**BLOK TEKSTU**
----------------------------------------

Pamiętnik odchudzania użytkownika:
pompolinkaa

kobieta, 32 lat, Gdańsk

170 cm, 78.50 kg więcej o mnie

Postępy w odchudzaniu

Najskuteczniejsze odchudzanie w Polsce.

Wpisy w pamiętniku

20 grudnia 2012 , Komentarze (2)

Witam :) Wczoraj  dieta wzorowo. Dzisiaj mam bardzo zabiegany dzień po godz nie wiem jak wytrwam do 22 :D

Śniadanie- 2 kawałki razowca z pasztetem, sałata i pomidorem, 2 gotowane jajka +ketchup

II śniadanie- jabłko

Obiad- pierś smażona na wodzie, warzywa na patelnię, kasza

Podwieczorek- owsianka

Kolacja- 2 bułki, mandarynka

Dodam zdjęcia, fakt,że nie są w takiej samej pozycji, nie mam takich, ale zrobie sobie w święta i potem np w marcu.

Powiedzcie czy widać różnicę i na ile kg teraz wyglądam.

Rok sierpień 2011



sierpień 2012


19 grudnia 2012 , Komentarze (1)

Witajcie 

Coraz bardziej martwi mnie to,że nie będzie mnie w święta w domu.

Ale staram się o tym nie myśleć i czekać do soboty, bo wtedy będę wiedziała.

Muszę zmienić sobie godz pracy w piątek,żeby iść z G na urodziny :)

Jestem z siebie zadowolona, bo wczoraj od długiego czasu moja dieta wyglądała tak jak powinna, w tym,że na kolację zjadłam placki owsiane i surówkę :)

No i wieczorem do filmu jabłko .

Śniadanie- 2 gotowane jajka, 2 kanapki z chleba razowego z pasztetem i pomidorem

II śniadanie- jogurt pitny 

Obiad- pierś z kurczaka smażona na wodzie, warzywa na patelnie , kasza z sosem

Podwieczorek- 2 jabłka

Kolacja (w pracy)- 2 bułki, jabłko

18 grudnia 2012 , Komentarze (1)

Witajcie.

Mam dzisiaj strasznie zły humor...
Płakać mi się chce...


Dowiedziałam się wczoraj,że całkiem możliwe,że będę pracowała w święta...

Nie było mnie w domu 2 miesiące, nie chce spędzać wigilii sama w mieszkaniu...;(

Łzy same płyną po policzkach...

http://www.youtube.com/watch?v=539lIBy7QXs

Śniadanie- 3 kanapki, trochę surówkii

II śniadanie- jogurt z muesli

Obiad- pierś z kurczaka, warzywa na patelnie, kasza

Podwieczorek- owsiaanka

Kolacja- 2 gotowane jajka, surówka

17 grudnia 2012 , Komentarze (3)

Witam.

Wczoraj jak wróciłam po 22 to zamiast jogurtu i mleka, były 2 styropiany z pasztetem i pomidorem.

Dzisiaj do pracy mam na 16 do 22, także znów wrócę późno do domu

Przenoszą mnie w sumie niedaleko, dzisiaj pojadę tam tramwajem, bo nie wiem dokładnie gdzie to jest żeby iść pieszo, a  potem będę chodzić pieszo.

----------------------------------------

Fragment pliku z danymi

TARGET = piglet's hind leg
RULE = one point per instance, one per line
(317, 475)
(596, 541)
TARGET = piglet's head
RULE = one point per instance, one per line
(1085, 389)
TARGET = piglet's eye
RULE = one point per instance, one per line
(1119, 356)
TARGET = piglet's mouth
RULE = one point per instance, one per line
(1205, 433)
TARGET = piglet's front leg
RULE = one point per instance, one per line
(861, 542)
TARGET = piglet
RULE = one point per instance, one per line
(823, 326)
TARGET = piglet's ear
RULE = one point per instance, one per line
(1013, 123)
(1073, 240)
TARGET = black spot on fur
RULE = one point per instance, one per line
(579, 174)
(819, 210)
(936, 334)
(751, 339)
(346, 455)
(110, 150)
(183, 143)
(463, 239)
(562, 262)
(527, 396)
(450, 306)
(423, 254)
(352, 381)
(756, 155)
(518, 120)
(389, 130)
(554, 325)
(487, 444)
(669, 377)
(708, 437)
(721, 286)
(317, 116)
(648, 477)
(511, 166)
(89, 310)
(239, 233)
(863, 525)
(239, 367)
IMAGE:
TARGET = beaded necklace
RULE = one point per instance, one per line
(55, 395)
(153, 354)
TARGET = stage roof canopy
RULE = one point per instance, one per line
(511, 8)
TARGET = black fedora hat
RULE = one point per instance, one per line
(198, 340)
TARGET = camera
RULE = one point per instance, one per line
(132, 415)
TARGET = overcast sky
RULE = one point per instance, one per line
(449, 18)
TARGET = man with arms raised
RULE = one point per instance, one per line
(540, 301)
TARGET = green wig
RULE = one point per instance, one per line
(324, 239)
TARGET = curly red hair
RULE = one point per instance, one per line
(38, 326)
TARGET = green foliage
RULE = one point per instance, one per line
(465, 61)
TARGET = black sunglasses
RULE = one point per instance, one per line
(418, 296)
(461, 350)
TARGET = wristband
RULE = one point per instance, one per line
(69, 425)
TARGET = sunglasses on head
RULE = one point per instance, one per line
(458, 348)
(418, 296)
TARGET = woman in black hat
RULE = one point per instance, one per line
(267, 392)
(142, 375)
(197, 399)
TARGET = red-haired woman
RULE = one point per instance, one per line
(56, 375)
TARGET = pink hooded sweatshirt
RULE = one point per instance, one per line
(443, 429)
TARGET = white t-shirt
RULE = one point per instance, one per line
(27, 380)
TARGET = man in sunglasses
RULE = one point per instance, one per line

----------------------------------------

**POLECENIA**
#1 Skopiuj z pamiętnika odchudzania wszystko od słów „Obiad- pierś z kurczaka smażona” w dół aż do słów „mi się chce...”.
#2 Czy te zdania zgadzają się z pamiętnikiem odchudzania? Przy każdym napisz „tak” albo „nie” i przytocz dokładnie słowa z pamiętnika, które o tym przesądzają.
(a) W profilu podano Gdańsk.
(b) We wpisie z 19 grudnia 2012 na podwieczorek były dwa jabłka.
(c) We wpisie z 17 grudnia 2012 praca trwa od 8 do 16.

**ODPOWIEDZI**
#1
Obiad- pierś z kurczaka smażona na wodzie, warzywa na patelnie , kasza z sosem

Podwieczorek- 2 jabłka

Kolacja (w pracy)- 2 bułki, jabłko

18 grudnia 2012 , Komentarze (1)

Witajcie.

Mam dzisiaj strasznie zły humor...
Płakać mi się chce...

#2
(a) Tak: „kobieta, 32 lat, Gdańsk”.
(b) Tak: „Podwieczorek- 2 jabłka”.
(c) Nie: „Dzisiaj do pracy mam na 16 do 22”.